Coordinate labeling data:

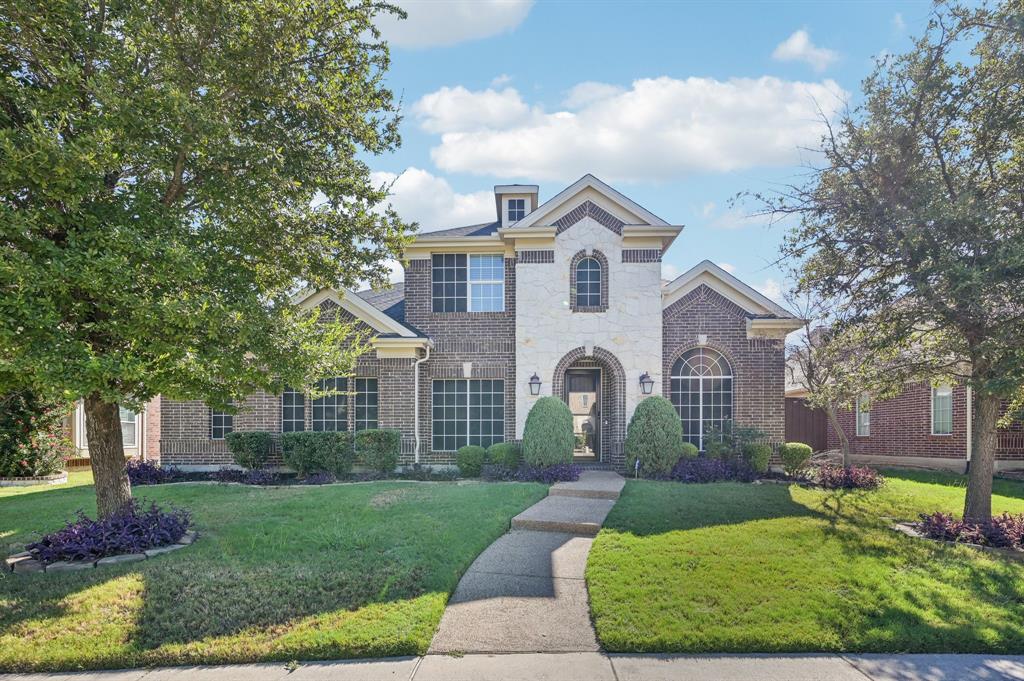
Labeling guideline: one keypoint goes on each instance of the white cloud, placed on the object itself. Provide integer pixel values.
(443, 23)
(659, 129)
(459, 109)
(421, 197)
(799, 47)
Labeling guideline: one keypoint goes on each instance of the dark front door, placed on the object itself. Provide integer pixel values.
(583, 394)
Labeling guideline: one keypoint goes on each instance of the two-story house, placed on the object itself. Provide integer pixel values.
(561, 298)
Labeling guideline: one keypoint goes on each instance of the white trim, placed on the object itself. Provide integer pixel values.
(722, 282)
(588, 181)
(356, 306)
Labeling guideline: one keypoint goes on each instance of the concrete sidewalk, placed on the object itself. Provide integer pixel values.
(593, 667)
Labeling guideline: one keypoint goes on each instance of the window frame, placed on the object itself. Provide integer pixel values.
(863, 416)
(935, 390)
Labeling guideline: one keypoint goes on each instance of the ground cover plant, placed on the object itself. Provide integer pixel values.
(733, 567)
(295, 572)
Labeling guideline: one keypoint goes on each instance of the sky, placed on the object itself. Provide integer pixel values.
(679, 105)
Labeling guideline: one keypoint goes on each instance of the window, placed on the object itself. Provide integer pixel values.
(293, 411)
(366, 403)
(331, 412)
(474, 283)
(221, 423)
(467, 412)
(863, 416)
(589, 283)
(701, 393)
(942, 411)
(517, 210)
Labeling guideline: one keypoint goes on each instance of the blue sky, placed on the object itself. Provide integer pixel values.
(678, 104)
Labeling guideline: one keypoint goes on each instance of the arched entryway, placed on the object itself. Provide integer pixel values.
(594, 386)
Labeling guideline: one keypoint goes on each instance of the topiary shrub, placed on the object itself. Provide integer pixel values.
(250, 449)
(379, 449)
(758, 455)
(309, 453)
(547, 437)
(470, 460)
(504, 454)
(654, 437)
(795, 457)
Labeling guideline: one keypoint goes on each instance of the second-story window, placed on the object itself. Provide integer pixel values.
(517, 210)
(463, 283)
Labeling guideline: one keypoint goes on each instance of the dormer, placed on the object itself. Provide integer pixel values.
(514, 202)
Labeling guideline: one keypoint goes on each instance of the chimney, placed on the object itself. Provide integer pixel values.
(514, 202)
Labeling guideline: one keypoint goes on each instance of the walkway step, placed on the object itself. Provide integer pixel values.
(574, 515)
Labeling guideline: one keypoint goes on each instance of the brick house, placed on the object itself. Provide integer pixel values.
(561, 298)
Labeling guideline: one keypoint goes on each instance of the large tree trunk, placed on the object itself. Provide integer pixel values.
(107, 456)
(844, 441)
(978, 507)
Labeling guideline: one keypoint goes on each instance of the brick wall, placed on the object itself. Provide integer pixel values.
(758, 364)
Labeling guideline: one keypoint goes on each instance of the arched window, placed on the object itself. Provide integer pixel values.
(589, 283)
(701, 393)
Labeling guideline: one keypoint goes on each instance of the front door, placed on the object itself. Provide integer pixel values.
(583, 394)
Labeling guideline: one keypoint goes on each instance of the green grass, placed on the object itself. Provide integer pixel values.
(278, 573)
(732, 567)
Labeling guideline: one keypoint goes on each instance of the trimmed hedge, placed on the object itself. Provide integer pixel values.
(795, 457)
(470, 460)
(504, 454)
(547, 437)
(250, 449)
(379, 449)
(654, 437)
(308, 452)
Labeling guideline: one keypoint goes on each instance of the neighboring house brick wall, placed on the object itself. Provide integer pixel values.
(758, 364)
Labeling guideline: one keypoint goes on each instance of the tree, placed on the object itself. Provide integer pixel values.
(170, 174)
(915, 218)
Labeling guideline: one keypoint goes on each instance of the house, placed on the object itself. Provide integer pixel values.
(563, 297)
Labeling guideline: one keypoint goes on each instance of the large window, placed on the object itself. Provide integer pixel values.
(942, 411)
(366, 403)
(701, 393)
(467, 412)
(331, 412)
(589, 283)
(863, 416)
(293, 411)
(467, 283)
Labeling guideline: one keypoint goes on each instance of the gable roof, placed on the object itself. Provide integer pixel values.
(707, 272)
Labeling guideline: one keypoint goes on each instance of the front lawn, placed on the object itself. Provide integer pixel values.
(732, 567)
(348, 570)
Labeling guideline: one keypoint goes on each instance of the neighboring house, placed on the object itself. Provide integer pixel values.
(561, 298)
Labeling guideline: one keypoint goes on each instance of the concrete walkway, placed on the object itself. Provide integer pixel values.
(592, 667)
(525, 593)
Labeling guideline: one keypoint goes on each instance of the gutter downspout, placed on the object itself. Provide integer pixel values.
(416, 401)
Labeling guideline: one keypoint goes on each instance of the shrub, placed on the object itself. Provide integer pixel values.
(852, 477)
(758, 455)
(132, 529)
(654, 437)
(317, 453)
(705, 469)
(251, 449)
(795, 457)
(145, 472)
(547, 437)
(470, 459)
(379, 449)
(32, 438)
(504, 454)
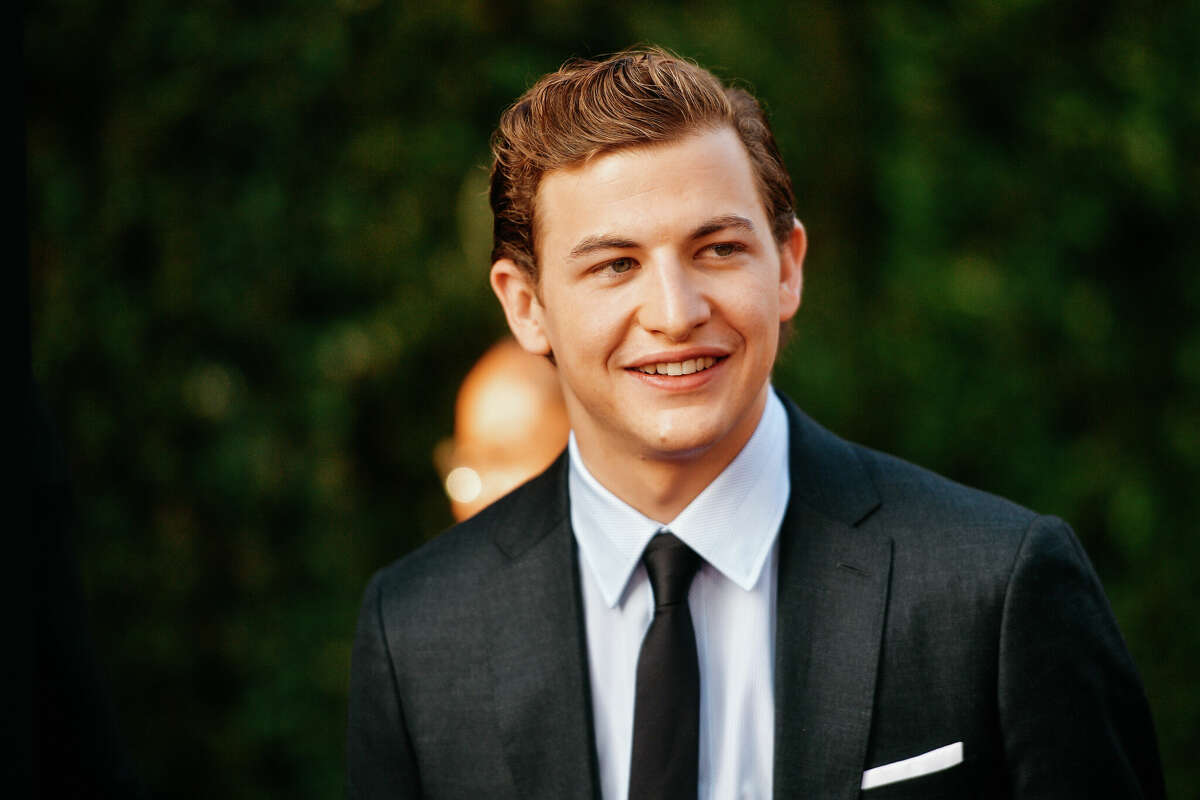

**What to do**: Can you output every one of the lines above again, word for word, but without the pictures?

**Task result**:
Labeling guideline: one keypoint goes on each instance of the white cloud, placed on the object itself. Provide integer pixel values.
(443, 23)
(659, 129)
(459, 109)
(421, 197)
(799, 47)
Labeling guideline: one keypoint goes on each instance of the dark front door, placed on the object itself. Provide integer pixel values.
(583, 394)
Labeling guideline: one keypoint goes on each instance of the two-story house, placed on the object itself. Provide integer pixel values.
(561, 298)
Labeling guideline: one keypoint goes on each instance of the white trim, placed on the object itself. Provide integer pixel values.
(722, 282)
(588, 181)
(356, 306)
Labeling guideline: one keypoint goes on each instance of the concrete sidewalk, placed on the object itself. Provide integer pixel values.
(593, 667)
Labeling guideline: one keypoint goes on each instance of the window frame, placed on the object itself. Provide integer pixel values.
(863, 416)
(935, 390)
Labeling guideline: one keypoint goes on each instance of the ground cover plant, placed on the object itself. Provide integer pixel values.
(733, 567)
(295, 572)
Labeling guideline: one keypoint goes on each instance of the sky, placed on the object itself. Provide integer pixel values.
(679, 105)
Labeling guideline: one keypoint goes on each instance of the window, placed on the object itself. Provide integer pixel values.
(293, 411)
(366, 403)
(331, 412)
(474, 283)
(221, 423)
(467, 412)
(863, 416)
(589, 283)
(701, 393)
(942, 411)
(517, 210)
Labeling guideline: one keypoint goes on each instance of the blue sky, placed on the object itself. Provide integer pixel values.
(678, 104)
Labeling guideline: one keypoint goes on each instance of the arched entryway, placed on the object itself. Provide integer pixel values.
(594, 386)
Labeling guideline: one keypoint goes on each instance of the topiary shrub, placed on the object itself. Provide integer pixel values.
(250, 449)
(379, 449)
(758, 455)
(309, 453)
(547, 437)
(470, 460)
(504, 454)
(654, 437)
(795, 457)
Labeling guideline: one keypoint goes on each instance of the second-story window, placed on the object itself. Provide integer pixel values.
(517, 210)
(463, 283)
Labeling guideline: one keypoint goes on each instance of the dormer, placed on the object itself. Provide integer pixel values.
(514, 202)
Labeling guideline: one keypoint goes on each instance of the chimney, placed on the object itself. Provide integer pixel values.
(514, 202)
Labeling guideline: one keypoint goes on each instance of the walkway step, placed on the object itself. Provide integer pixel values.
(574, 515)
Labeling guideline: one keypoint goes on each instance of the brick house, placed on the object itself. Provide integer pixel values.
(561, 298)
Labeling guideline: one keypoint goes on each instance of the large tree trunk, placed on the object itself. Provide integer pixel values.
(107, 456)
(844, 441)
(978, 507)
Labeling guideline: one keypoint goes on each instance of the brick wall, placed on the object itself. Provide integer pixel values.
(758, 364)
Labeling guideline: one keypoint goes on each instance of the arched window, placed on the object itself. Provide integer pixel values.
(589, 283)
(701, 393)
Labeling guideline: one keypoint goes on each instance of the front door, placed on the object itself. Provide integer pixel values.
(583, 394)
Labeling guideline: one keypoint goes on each instance of the green grass, placed on the object itself. Provide integer pixel values.
(278, 573)
(732, 567)
Labeling guideline: one keypoint goes on each instance of the trimmed hedge, placed on the object itself. Provide integer pixel values.
(795, 457)
(470, 460)
(504, 454)
(547, 437)
(250, 449)
(379, 449)
(654, 437)
(308, 452)
Labeling guideline: one keypoint goes on each instance of the neighboring house brick wall, placed on the object itself. Provide integer pixel values.
(758, 364)
Labeling guideline: one keypoint goes on each instance of the tree, placed on the object itself. Provide integer pixel values.
(170, 174)
(915, 218)
Labeling guideline: one keypoint goes on each instance of the house, placed on the object itself. Provide integer pixel values.
(563, 297)
Labeling guideline: one keypoint goes on each instance of the large window, placed on the object itself. Provide integer pixel values.
(942, 411)
(366, 403)
(701, 393)
(467, 412)
(331, 412)
(589, 283)
(863, 416)
(293, 411)
(467, 283)
Labeling guideline: one keypoint goes on each instance of the gable roof, placed on the object itself. Provide integer pixel values.
(707, 272)
Labeling guideline: one keypoint goes on each instance of the front lawn, placed on the object itself. Provide integer pixel values.
(732, 567)
(348, 570)
Labeling guideline: one keypoint goes on each instance of the neighboring house, placed on the object itself. Provide integer pixel values.
(561, 298)
Labeling guideline: one keypoint goes on each instance of the concrete walkway, placed on the object itself. Provide integer pixel values.
(592, 667)
(525, 593)
Labeling guideline: one keypoint goes on each instance of the gutter downspout, placed on the object itself. Provide integer pixel values.
(416, 401)
Labeling guideline: one keypoint goes on each instance of the shrub, placed on the object itself. Provide integer pixel values.
(852, 477)
(758, 455)
(132, 529)
(654, 437)
(317, 453)
(705, 469)
(251, 449)
(795, 457)
(145, 472)
(547, 437)
(470, 459)
(379, 449)
(32, 438)
(504, 454)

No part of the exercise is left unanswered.